- Page excerpt:
^^^^^^^^

Push to digitalisation demands “top-down” support
The new reality of the oil and gas industry requires sweeping changes across the entire value chain. Digitalisation – one of the industry’s biggest buzzwords – can bring various benefits in day-to-day operations including cost reduction for oil & gas players. What can operators do to keep pace with the whirlwind speed of innovation? And what approach will help them stay ahead of the competition?
While the trend of introducing and implementing new digital technologies is only set to grow in the future, business leaders must ensure that employees are not left behind while the company looks toward innovation and smarter solutions.
Franz Kufner, Executive Vice President (APAC region) at Hexagon PPM, talks to Asian Downstream Insights about the challenges in implementing new technologies, and what business leaders can do to ease the organisation’s transition into a digital space.
The first step is the hardest
The first step is never easy. Oil & gas players have been operating in a certain way for decades, but the key questions remain – how do they sustain the business? How can they remain profitable while reducing emissions, becoming more green and bringing down the carbon footprint?

^^^^^^^^

- Given records:
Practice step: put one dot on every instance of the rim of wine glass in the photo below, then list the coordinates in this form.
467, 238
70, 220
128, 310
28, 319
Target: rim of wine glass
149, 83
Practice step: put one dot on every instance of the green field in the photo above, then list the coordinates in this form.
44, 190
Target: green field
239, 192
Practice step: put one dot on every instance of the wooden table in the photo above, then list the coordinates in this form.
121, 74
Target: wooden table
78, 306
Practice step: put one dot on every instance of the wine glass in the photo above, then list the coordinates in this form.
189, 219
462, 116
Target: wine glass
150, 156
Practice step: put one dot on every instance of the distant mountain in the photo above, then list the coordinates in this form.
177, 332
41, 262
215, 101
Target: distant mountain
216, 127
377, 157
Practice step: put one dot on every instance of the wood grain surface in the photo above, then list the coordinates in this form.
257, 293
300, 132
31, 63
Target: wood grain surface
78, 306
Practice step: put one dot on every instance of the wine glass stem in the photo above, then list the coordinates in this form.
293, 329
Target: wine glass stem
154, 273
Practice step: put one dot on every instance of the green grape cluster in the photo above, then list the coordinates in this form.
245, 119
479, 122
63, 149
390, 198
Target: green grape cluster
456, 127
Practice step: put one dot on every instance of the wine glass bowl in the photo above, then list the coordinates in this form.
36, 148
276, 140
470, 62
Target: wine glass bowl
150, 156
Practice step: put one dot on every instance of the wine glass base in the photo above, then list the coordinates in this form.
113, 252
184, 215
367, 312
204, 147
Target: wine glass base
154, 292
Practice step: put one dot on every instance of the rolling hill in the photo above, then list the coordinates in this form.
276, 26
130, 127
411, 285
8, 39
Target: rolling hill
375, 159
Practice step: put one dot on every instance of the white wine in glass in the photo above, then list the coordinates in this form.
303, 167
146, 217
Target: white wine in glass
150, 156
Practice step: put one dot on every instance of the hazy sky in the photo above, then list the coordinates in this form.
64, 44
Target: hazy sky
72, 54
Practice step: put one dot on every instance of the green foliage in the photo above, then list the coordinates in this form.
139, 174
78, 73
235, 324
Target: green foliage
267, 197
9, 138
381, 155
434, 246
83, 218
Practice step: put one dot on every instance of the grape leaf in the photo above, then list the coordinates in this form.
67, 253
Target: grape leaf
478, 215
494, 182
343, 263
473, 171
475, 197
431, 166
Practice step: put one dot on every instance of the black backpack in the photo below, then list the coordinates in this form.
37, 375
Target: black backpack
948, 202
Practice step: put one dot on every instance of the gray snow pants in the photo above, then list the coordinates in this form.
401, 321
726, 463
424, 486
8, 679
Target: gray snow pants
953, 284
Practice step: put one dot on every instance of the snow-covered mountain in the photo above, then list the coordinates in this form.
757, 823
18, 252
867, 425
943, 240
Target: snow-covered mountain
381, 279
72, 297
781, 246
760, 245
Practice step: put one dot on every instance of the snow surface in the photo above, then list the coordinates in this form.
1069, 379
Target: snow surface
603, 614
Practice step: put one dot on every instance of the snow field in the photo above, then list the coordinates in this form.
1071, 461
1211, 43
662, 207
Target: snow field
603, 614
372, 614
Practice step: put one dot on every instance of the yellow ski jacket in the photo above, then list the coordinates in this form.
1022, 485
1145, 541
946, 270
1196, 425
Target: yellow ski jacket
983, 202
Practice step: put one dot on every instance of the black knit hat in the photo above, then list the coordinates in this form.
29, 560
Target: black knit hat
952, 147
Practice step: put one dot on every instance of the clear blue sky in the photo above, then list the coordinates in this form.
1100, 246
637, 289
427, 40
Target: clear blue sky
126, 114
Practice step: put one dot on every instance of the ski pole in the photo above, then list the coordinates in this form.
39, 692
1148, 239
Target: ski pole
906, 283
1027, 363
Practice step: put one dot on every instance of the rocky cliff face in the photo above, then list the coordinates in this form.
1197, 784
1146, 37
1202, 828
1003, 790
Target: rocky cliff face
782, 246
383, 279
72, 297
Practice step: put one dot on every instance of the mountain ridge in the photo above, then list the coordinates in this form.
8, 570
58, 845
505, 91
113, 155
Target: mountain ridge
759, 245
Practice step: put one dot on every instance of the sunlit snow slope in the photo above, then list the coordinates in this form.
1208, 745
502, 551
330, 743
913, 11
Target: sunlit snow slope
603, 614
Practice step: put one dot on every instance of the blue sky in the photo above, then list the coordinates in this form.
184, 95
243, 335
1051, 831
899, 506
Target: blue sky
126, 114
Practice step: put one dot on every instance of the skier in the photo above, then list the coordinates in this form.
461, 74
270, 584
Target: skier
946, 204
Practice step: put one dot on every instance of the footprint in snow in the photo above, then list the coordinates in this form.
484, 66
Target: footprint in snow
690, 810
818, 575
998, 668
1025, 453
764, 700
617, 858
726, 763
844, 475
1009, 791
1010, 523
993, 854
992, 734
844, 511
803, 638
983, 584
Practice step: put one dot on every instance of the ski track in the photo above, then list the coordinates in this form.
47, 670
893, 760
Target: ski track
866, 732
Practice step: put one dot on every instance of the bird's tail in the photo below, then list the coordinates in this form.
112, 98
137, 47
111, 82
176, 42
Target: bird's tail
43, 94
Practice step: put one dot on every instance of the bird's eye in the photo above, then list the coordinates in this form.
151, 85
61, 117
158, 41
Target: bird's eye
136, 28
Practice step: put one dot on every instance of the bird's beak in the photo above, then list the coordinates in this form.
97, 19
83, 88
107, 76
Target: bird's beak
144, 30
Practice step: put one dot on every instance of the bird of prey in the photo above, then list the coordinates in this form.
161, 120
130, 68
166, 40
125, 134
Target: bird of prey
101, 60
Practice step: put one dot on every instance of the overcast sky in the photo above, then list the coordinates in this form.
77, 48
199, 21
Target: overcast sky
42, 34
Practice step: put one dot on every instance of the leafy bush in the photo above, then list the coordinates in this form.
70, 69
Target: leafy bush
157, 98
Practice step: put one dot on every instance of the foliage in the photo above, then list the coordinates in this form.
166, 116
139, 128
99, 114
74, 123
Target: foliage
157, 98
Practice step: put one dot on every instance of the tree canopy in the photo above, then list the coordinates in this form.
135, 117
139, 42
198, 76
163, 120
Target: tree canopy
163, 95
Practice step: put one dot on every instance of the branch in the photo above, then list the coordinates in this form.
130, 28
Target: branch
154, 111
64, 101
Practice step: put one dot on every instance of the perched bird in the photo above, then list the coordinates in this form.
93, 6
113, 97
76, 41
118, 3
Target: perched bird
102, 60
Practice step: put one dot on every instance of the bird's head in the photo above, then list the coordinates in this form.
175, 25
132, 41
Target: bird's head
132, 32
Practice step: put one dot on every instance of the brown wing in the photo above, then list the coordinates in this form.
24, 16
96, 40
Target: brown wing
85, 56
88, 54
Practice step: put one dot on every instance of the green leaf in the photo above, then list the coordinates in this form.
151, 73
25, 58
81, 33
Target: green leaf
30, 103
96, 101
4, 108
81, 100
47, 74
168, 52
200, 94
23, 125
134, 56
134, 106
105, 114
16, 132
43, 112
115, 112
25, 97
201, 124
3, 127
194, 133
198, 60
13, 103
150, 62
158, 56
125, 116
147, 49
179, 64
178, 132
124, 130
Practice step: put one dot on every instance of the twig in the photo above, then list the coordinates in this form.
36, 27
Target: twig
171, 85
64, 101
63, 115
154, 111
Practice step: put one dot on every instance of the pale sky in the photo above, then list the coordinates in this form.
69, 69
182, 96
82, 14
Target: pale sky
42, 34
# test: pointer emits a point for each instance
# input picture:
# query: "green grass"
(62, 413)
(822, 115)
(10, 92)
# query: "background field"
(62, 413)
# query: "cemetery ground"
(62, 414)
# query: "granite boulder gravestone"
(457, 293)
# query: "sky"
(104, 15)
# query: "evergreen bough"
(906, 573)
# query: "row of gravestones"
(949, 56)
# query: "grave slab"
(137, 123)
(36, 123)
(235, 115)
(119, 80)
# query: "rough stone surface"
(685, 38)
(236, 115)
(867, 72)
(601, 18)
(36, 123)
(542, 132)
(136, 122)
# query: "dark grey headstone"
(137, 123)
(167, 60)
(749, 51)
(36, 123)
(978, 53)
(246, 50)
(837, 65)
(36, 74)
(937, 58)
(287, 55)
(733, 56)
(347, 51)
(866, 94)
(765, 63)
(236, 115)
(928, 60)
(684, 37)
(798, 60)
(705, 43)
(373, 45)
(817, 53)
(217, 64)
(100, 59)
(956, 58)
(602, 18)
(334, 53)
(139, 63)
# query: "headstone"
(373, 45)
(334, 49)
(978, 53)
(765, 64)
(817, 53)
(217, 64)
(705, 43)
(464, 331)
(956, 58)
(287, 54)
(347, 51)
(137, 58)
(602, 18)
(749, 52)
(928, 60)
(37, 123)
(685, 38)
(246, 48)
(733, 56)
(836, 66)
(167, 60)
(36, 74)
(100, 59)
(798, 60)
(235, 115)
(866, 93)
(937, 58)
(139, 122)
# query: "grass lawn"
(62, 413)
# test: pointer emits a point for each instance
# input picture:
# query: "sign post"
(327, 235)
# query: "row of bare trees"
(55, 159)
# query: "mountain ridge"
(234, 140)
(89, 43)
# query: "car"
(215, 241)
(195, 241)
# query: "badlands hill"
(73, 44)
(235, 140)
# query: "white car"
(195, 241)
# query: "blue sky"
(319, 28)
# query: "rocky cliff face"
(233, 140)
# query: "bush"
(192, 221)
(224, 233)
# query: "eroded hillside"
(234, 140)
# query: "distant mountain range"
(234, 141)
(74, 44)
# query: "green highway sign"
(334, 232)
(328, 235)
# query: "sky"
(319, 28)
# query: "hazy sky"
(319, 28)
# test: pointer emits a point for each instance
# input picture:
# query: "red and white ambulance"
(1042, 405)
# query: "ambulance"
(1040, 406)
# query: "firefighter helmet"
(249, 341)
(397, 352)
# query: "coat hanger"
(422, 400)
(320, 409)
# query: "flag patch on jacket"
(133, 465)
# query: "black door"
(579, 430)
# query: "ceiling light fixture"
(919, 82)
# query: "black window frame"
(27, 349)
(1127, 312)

^^^^^^^^

- Required tasks:
• a. In the oil and gas article, change "Asian Downstream Insights" to "an industry publication" and give the passage between "Franz Kufner, Executive" and "a digital space.", inclusive.
• b. Rewrite the oil and gas article's paragraph beginning "The new reality of the oil and gas industry" as a short bulleted list that keeps its main facts.
The material after the oil and gas article is separate from it.

- Replies:
• a.
Franz Kufner, Executive Vice President (APAC region) at Hexagon PPM, talks to an industry publication about the challenges in implementing new technologies, and what business leaders can do to ease the organisation’s transition into a digital space.

• b.
- The oil and gas industry's new reality requires sweeping changes across the entire value chain.
- Digitalization, one of the industry's biggest buzzwords, can bring benefits in day-to-day operations, including cost reduction.
- The open questions are how operators can keep pace with the fast speed of innovation and what approach will keep them ahead of the competition.